Task: Could you write out all the items below again, requests included, scaling every coordinate in the answers by 1.15 and rounding each to a whole number, with halves rounded up? Keep the numbers in the requests and their format samples unchanged.

Dataset extract:
□ □ □ □ □

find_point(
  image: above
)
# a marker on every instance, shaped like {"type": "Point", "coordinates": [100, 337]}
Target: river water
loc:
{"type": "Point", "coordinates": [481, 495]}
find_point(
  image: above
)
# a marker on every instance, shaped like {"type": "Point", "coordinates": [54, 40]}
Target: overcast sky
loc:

□ □ □ □ □

Exercise solution:
find_point(
  image: above
)
# a marker on every instance, shaped like {"type": "Point", "coordinates": [100, 337]}
Target: river water
loc:
{"type": "Point", "coordinates": [553, 569]}
find_point(
  image: above
)
# a marker on every instance, shaped like {"type": "Point", "coordinates": [54, 40]}
Target: overcast sky
loc:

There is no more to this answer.